Copy exactly the last part of the entries, starting from the line with "Every instance of the forest floor" and including the final line.

Stored dataset items:
▼▼▼

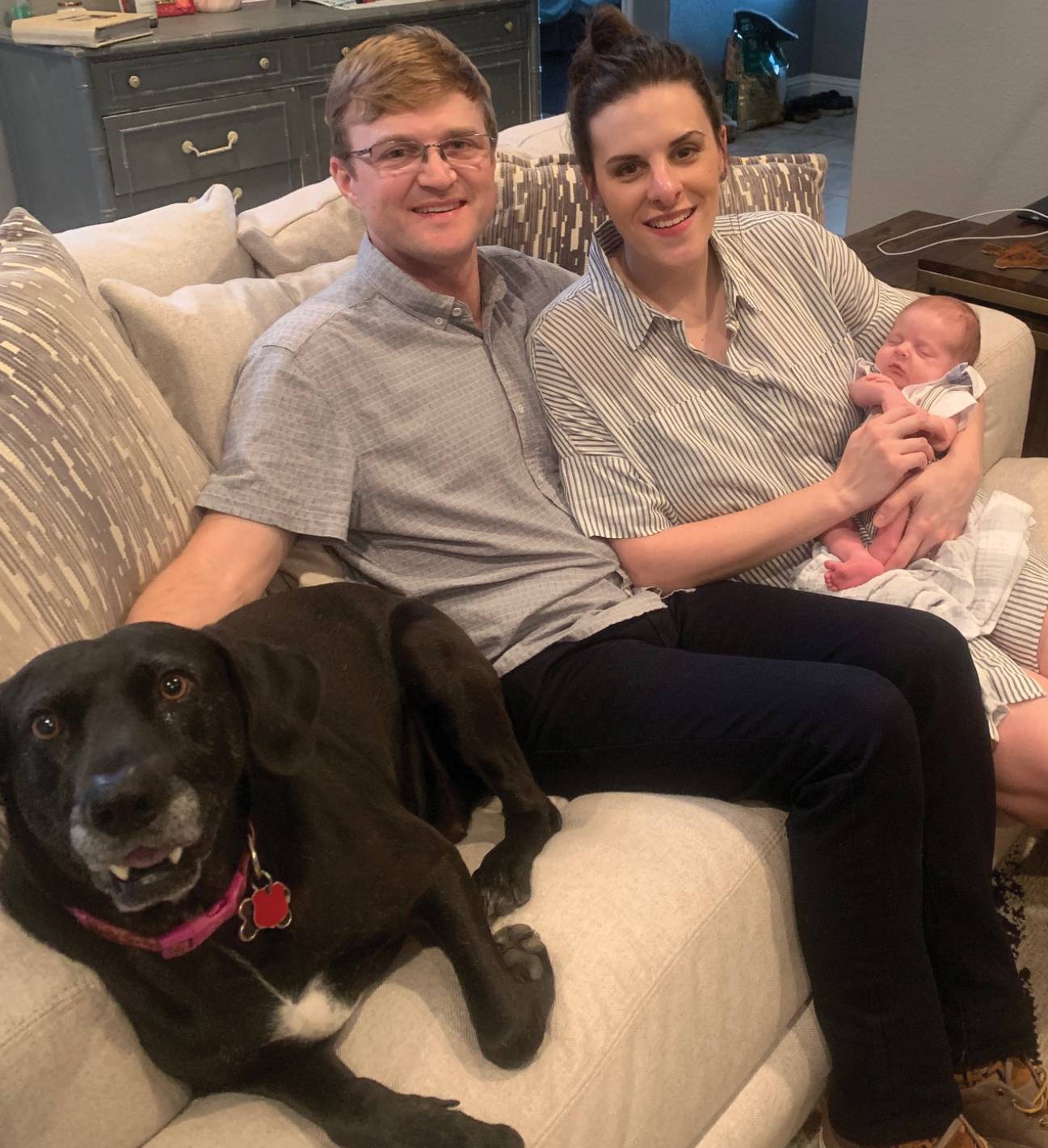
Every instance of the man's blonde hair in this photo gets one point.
(401, 70)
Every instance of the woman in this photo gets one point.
(770, 308)
(695, 472)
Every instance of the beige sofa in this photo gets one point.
(682, 1016)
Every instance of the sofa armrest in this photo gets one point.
(1006, 363)
(73, 1072)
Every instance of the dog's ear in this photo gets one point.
(280, 692)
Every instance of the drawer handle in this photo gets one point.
(190, 149)
(237, 193)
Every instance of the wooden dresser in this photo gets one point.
(234, 98)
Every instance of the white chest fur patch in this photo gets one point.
(316, 1015)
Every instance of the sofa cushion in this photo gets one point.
(669, 927)
(97, 479)
(73, 1072)
(193, 343)
(163, 250)
(545, 209)
(314, 224)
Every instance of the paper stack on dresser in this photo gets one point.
(81, 27)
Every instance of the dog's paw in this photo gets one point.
(524, 953)
(516, 1038)
(425, 1122)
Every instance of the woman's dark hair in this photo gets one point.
(617, 60)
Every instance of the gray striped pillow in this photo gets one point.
(546, 212)
(97, 479)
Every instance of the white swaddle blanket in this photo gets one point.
(966, 582)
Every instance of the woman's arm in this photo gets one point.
(938, 499)
(876, 457)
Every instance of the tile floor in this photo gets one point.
(832, 136)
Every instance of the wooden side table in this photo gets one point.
(962, 270)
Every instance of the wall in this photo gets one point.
(840, 32)
(703, 27)
(954, 109)
(7, 187)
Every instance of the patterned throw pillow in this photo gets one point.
(97, 479)
(775, 183)
(546, 212)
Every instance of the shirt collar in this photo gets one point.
(373, 270)
(633, 316)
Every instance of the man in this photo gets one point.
(394, 417)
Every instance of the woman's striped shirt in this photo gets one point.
(652, 433)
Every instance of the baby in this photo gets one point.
(923, 363)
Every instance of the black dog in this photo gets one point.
(328, 742)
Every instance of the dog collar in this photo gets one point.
(186, 937)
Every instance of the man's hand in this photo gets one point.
(939, 499)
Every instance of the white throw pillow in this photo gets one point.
(193, 341)
(163, 250)
(303, 228)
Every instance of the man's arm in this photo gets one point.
(227, 563)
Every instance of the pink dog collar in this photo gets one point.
(185, 938)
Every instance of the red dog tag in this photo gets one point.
(270, 904)
(269, 907)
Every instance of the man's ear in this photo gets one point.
(280, 695)
(343, 178)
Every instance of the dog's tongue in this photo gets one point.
(142, 858)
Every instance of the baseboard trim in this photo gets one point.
(810, 83)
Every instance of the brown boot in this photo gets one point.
(958, 1136)
(1008, 1104)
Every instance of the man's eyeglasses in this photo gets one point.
(394, 158)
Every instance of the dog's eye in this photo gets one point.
(175, 687)
(46, 727)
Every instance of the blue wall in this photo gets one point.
(703, 27)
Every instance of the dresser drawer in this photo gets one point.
(250, 190)
(201, 141)
(321, 54)
(149, 82)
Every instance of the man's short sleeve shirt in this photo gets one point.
(378, 416)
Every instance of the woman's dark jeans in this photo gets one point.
(865, 725)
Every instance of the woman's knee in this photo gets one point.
(868, 731)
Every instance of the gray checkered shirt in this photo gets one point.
(378, 417)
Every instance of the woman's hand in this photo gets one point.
(938, 501)
(879, 455)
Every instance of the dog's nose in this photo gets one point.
(123, 801)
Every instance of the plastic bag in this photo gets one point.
(755, 70)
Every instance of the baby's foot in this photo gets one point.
(854, 570)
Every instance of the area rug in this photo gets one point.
(1021, 886)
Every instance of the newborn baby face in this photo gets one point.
(922, 346)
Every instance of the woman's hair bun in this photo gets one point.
(608, 33)
(608, 29)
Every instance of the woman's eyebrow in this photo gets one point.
(680, 139)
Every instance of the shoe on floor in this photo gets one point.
(958, 1134)
(832, 103)
(802, 109)
(1009, 1106)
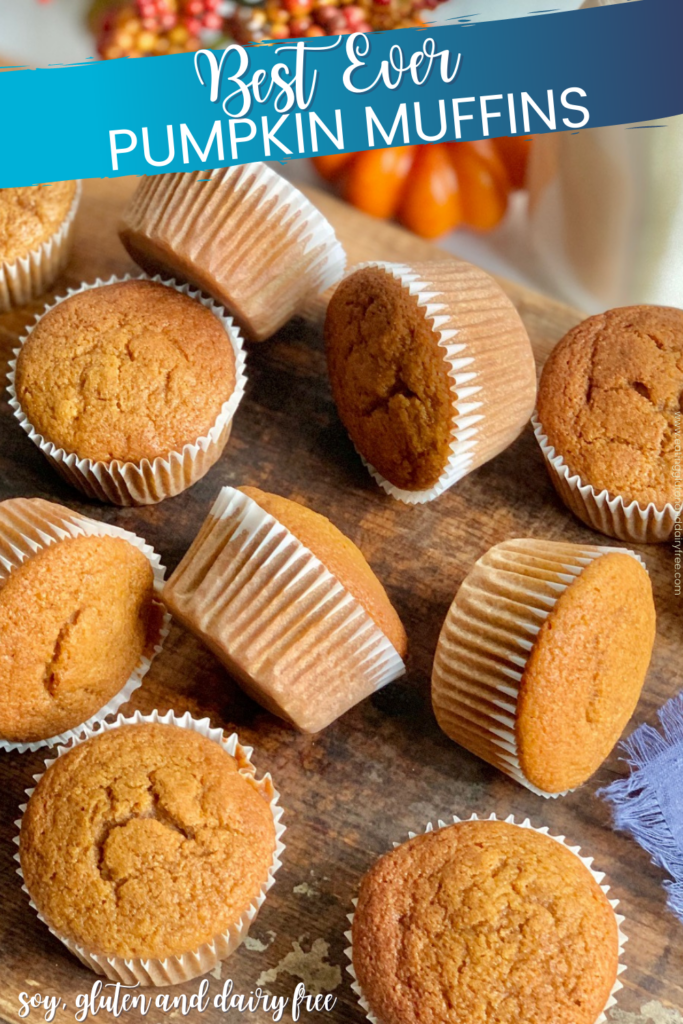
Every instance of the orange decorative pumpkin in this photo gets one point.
(432, 188)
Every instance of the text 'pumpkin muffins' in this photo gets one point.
(543, 656)
(289, 605)
(431, 370)
(129, 387)
(609, 421)
(36, 229)
(243, 235)
(485, 921)
(80, 621)
(148, 848)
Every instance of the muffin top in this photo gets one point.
(145, 841)
(389, 378)
(599, 637)
(610, 401)
(30, 216)
(75, 620)
(129, 371)
(483, 923)
(340, 556)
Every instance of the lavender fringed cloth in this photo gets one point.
(649, 803)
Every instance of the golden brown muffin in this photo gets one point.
(609, 399)
(585, 673)
(242, 235)
(542, 658)
(30, 216)
(145, 841)
(396, 387)
(340, 556)
(389, 379)
(291, 608)
(75, 620)
(484, 923)
(128, 371)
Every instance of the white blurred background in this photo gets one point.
(606, 227)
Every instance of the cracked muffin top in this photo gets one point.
(483, 923)
(599, 635)
(145, 841)
(389, 378)
(127, 372)
(75, 621)
(32, 215)
(610, 401)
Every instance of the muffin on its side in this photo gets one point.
(542, 658)
(431, 371)
(243, 235)
(481, 922)
(121, 375)
(78, 617)
(36, 227)
(289, 605)
(608, 420)
(145, 843)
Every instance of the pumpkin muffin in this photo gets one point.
(289, 605)
(243, 235)
(484, 923)
(431, 371)
(75, 621)
(145, 841)
(32, 215)
(35, 232)
(124, 374)
(610, 401)
(542, 658)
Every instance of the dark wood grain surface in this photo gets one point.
(385, 768)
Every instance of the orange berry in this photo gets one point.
(515, 153)
(374, 181)
(432, 201)
(484, 200)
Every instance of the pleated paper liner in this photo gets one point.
(31, 524)
(487, 636)
(607, 513)
(295, 639)
(174, 970)
(489, 361)
(244, 235)
(587, 861)
(144, 482)
(34, 273)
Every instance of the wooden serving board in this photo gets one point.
(385, 768)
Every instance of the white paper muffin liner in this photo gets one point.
(607, 513)
(292, 635)
(481, 653)
(35, 527)
(586, 861)
(174, 970)
(470, 373)
(34, 273)
(242, 233)
(144, 482)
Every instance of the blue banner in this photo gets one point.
(284, 100)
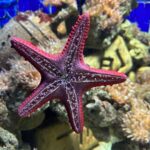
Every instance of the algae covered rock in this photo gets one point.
(8, 140)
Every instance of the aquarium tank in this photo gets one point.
(74, 75)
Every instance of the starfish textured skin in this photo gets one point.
(65, 75)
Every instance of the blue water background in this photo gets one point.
(9, 8)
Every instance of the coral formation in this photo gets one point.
(107, 12)
(113, 113)
(57, 2)
(136, 121)
(7, 140)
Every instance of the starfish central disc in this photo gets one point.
(65, 75)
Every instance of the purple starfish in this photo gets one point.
(65, 75)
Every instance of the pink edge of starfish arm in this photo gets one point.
(40, 96)
(37, 57)
(97, 77)
(73, 106)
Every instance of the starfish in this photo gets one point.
(64, 75)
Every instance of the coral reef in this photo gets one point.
(117, 116)
(108, 13)
(7, 140)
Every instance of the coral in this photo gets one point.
(143, 75)
(136, 123)
(122, 93)
(7, 140)
(117, 56)
(137, 49)
(108, 12)
(57, 2)
(3, 112)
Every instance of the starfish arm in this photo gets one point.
(73, 106)
(73, 50)
(37, 57)
(97, 77)
(39, 97)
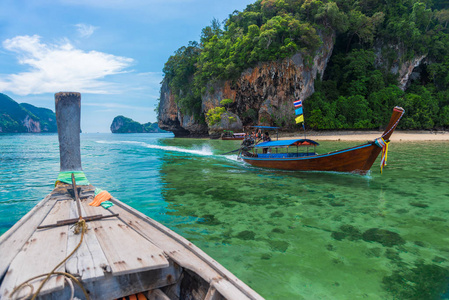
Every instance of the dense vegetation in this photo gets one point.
(122, 124)
(13, 116)
(356, 92)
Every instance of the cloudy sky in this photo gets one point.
(111, 51)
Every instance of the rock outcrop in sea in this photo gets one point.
(122, 124)
(24, 117)
(263, 95)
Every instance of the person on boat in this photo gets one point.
(266, 138)
(258, 136)
(247, 142)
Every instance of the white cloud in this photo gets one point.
(115, 106)
(57, 67)
(85, 30)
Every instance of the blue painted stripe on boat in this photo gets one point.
(309, 157)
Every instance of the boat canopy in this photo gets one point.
(287, 143)
(266, 127)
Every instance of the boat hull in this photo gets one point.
(232, 138)
(354, 160)
(358, 159)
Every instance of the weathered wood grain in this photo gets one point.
(126, 250)
(40, 254)
(13, 240)
(89, 261)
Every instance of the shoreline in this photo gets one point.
(398, 136)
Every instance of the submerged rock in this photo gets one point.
(347, 231)
(246, 235)
(385, 237)
(422, 282)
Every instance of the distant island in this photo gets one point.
(24, 117)
(122, 124)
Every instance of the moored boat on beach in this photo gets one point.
(67, 246)
(358, 159)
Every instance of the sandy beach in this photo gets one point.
(398, 136)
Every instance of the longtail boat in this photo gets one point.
(358, 159)
(73, 245)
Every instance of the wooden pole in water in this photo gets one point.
(68, 117)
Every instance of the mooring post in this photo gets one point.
(68, 116)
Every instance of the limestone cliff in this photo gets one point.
(262, 95)
(15, 117)
(122, 124)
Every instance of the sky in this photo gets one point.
(111, 51)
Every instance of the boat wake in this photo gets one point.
(204, 151)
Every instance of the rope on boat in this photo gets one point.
(80, 226)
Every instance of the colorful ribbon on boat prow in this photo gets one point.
(101, 198)
(384, 145)
(66, 177)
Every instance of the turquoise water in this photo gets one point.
(288, 235)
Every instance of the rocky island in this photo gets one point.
(342, 60)
(122, 124)
(24, 117)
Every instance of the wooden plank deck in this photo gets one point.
(40, 254)
(109, 247)
(120, 255)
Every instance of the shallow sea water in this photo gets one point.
(288, 235)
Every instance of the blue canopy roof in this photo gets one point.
(285, 143)
(266, 127)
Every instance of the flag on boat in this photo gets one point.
(298, 111)
(299, 119)
(297, 103)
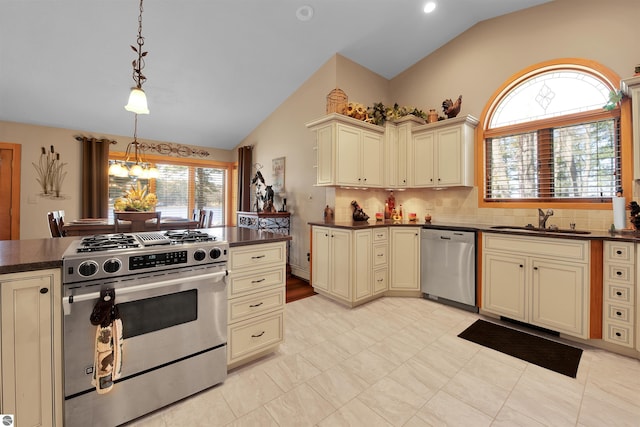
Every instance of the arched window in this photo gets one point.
(548, 138)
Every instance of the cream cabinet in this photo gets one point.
(31, 347)
(538, 280)
(404, 260)
(344, 266)
(397, 151)
(349, 152)
(256, 301)
(442, 153)
(380, 260)
(619, 288)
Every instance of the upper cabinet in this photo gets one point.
(350, 152)
(631, 88)
(404, 154)
(442, 153)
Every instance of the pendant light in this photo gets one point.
(137, 98)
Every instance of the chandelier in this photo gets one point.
(137, 98)
(140, 168)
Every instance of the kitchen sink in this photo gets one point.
(540, 230)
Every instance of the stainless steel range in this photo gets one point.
(171, 299)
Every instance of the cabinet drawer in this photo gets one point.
(255, 335)
(380, 255)
(619, 293)
(257, 256)
(619, 313)
(380, 278)
(618, 334)
(240, 284)
(380, 234)
(545, 247)
(619, 273)
(255, 304)
(619, 252)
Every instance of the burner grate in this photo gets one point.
(103, 242)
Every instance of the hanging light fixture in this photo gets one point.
(140, 167)
(137, 98)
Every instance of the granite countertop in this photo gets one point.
(623, 235)
(40, 254)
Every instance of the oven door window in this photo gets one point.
(153, 314)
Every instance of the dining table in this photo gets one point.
(94, 226)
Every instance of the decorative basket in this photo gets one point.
(336, 101)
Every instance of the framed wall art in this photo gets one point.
(277, 174)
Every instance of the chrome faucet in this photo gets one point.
(543, 217)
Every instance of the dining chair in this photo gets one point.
(206, 218)
(140, 221)
(54, 228)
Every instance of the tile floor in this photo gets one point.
(399, 362)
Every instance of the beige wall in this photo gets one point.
(34, 206)
(473, 65)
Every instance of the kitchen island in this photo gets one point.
(31, 356)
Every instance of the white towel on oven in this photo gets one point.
(107, 364)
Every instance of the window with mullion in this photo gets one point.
(578, 161)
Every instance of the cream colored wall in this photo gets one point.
(34, 206)
(473, 65)
(284, 134)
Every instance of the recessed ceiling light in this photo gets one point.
(429, 7)
(304, 13)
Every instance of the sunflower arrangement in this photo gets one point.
(138, 198)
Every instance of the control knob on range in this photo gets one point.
(88, 268)
(199, 255)
(112, 265)
(215, 253)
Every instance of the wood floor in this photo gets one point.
(298, 288)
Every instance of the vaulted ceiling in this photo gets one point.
(215, 68)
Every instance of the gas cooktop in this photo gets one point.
(110, 242)
(112, 255)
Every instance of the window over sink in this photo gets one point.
(547, 137)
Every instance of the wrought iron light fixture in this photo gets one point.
(140, 167)
(137, 98)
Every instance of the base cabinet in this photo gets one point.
(619, 290)
(349, 266)
(404, 260)
(541, 281)
(31, 347)
(256, 293)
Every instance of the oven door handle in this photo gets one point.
(67, 301)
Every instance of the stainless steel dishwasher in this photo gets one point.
(448, 267)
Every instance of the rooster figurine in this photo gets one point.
(450, 108)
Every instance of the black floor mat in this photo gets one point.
(549, 354)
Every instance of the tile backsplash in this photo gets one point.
(460, 205)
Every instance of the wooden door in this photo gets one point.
(10, 191)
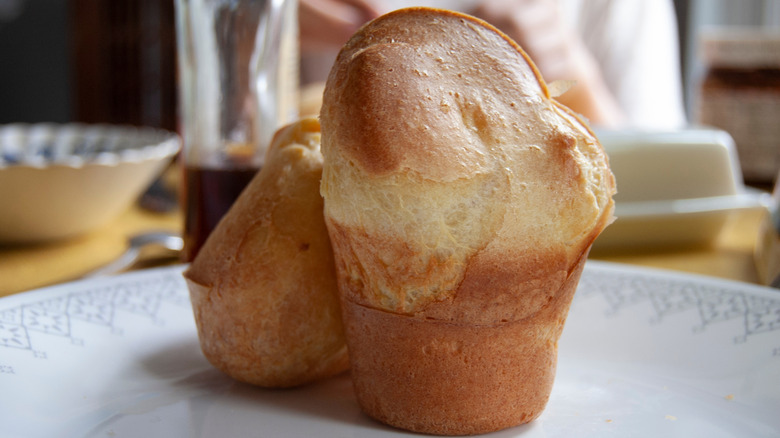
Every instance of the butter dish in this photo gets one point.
(675, 188)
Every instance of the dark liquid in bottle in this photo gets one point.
(209, 193)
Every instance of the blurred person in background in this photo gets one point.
(622, 55)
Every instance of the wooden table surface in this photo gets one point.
(24, 268)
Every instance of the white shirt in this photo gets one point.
(635, 43)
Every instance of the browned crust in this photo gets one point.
(455, 379)
(461, 201)
(263, 287)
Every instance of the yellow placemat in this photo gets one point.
(25, 267)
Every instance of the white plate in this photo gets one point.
(644, 353)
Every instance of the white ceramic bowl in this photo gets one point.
(59, 181)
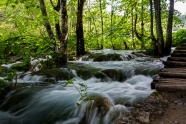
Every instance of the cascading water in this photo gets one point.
(126, 83)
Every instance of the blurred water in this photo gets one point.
(56, 104)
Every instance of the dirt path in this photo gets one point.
(175, 113)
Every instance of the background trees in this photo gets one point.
(34, 28)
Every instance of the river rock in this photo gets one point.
(143, 117)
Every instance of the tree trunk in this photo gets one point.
(63, 51)
(169, 29)
(154, 42)
(142, 25)
(79, 29)
(57, 25)
(101, 12)
(132, 24)
(159, 31)
(47, 24)
(111, 23)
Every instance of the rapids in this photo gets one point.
(112, 98)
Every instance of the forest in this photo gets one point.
(34, 28)
(82, 61)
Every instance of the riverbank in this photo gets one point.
(157, 109)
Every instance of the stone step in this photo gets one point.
(176, 59)
(173, 64)
(171, 87)
(171, 80)
(179, 51)
(178, 54)
(182, 70)
(172, 75)
(181, 48)
(183, 44)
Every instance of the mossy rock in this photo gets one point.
(49, 80)
(84, 72)
(21, 67)
(57, 73)
(118, 75)
(108, 57)
(102, 76)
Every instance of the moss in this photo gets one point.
(114, 74)
(83, 72)
(108, 57)
(57, 73)
(20, 67)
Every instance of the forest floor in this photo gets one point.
(157, 110)
(175, 113)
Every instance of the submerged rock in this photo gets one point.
(118, 75)
(108, 57)
(57, 73)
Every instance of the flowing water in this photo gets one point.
(122, 85)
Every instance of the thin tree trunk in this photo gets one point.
(101, 12)
(132, 24)
(57, 25)
(47, 24)
(169, 29)
(111, 24)
(142, 25)
(159, 31)
(79, 29)
(96, 33)
(151, 29)
(64, 38)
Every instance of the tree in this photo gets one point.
(47, 24)
(80, 45)
(159, 31)
(154, 42)
(63, 51)
(169, 29)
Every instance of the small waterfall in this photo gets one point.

▲▲▲

• **Response to this task**
Every instance of the forest floor in this photo gets one point.
(157, 110)
(175, 113)
Every instance of the submerged rock in this photo gets one point.
(118, 75)
(108, 57)
(57, 73)
Every instance of the flowing water in this photo gets one point.
(122, 85)
Every instance of the thin tree trunk in this photo gets one point.
(101, 12)
(132, 24)
(57, 25)
(47, 24)
(169, 29)
(111, 24)
(142, 25)
(159, 31)
(79, 29)
(96, 33)
(151, 29)
(64, 38)
Every instance of the tree in this photo gets one point.
(47, 24)
(80, 45)
(159, 31)
(154, 42)
(63, 51)
(169, 29)
Every instance of the small waterfall in this photo gets one point.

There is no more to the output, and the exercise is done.